■ **DIRECTION**:
Can you retype only the lines from the one with "Return a point for each instance of the dirt" through the final line of the material, exactly as given?

[Point placement records]

====

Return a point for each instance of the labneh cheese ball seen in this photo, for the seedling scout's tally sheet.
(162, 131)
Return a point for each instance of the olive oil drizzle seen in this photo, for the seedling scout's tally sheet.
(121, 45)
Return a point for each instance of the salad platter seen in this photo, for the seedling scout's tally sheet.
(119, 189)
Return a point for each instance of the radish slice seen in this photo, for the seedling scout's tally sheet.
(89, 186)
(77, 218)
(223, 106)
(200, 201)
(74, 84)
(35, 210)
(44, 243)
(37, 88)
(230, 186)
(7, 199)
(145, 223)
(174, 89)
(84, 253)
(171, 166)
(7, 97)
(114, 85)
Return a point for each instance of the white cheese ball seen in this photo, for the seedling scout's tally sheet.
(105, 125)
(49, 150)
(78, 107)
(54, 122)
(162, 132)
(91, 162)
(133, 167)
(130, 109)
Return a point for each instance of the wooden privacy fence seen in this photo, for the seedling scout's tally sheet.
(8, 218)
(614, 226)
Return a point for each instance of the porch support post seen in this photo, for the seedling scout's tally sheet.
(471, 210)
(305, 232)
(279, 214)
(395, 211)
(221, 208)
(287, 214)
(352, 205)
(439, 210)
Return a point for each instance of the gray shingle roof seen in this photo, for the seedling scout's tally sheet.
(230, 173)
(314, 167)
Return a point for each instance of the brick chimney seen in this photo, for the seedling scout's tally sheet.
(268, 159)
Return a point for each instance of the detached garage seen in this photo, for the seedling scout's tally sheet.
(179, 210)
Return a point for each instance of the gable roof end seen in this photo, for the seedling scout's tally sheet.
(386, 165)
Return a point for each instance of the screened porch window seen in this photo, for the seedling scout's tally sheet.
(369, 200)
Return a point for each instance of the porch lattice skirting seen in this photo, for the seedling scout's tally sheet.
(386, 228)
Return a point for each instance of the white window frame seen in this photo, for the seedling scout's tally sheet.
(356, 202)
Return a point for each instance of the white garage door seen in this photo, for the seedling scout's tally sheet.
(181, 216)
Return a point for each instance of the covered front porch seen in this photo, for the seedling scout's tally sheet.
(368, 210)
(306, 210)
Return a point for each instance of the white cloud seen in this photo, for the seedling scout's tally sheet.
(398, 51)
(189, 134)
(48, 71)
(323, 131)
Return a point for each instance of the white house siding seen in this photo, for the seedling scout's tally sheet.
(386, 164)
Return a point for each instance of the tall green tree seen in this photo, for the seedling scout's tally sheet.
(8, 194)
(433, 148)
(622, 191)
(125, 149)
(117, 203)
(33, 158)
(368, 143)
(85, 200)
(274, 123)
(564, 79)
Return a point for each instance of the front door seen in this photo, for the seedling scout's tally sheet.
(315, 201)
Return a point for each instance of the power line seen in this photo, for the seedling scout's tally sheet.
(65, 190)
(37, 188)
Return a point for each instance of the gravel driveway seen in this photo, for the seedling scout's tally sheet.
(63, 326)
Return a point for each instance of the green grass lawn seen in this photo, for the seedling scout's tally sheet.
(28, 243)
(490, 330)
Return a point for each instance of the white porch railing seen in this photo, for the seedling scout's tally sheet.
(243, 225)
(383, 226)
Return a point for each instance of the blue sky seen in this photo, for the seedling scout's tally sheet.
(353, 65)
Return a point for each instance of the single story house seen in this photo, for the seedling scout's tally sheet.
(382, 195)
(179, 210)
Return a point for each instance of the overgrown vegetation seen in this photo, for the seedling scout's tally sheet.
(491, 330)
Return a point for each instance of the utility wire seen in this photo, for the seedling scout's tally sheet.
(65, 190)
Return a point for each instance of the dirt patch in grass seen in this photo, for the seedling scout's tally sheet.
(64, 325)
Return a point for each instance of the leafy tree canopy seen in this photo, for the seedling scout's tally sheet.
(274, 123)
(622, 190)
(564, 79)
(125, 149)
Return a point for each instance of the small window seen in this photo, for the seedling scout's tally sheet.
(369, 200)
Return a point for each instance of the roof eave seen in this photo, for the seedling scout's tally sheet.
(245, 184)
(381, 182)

====

■ **EXERCISE ANSWER**:
Return a point for each instance of the dirt patch in grass seen in this photo, for the seedling scout's tally sheet.
(64, 325)
Return a point for each instance of the leafy tree canopy seen in this photo, for the seedling scout's tally sheet.
(274, 123)
(622, 190)
(564, 79)
(125, 149)
Return a point for each instance of the small window seen in this photo, for the seedling scout's tally sheet.
(369, 200)
Return a point for each instance of the roof eave seen in this photo, for the seedling scout's tally sheet.
(245, 184)
(381, 182)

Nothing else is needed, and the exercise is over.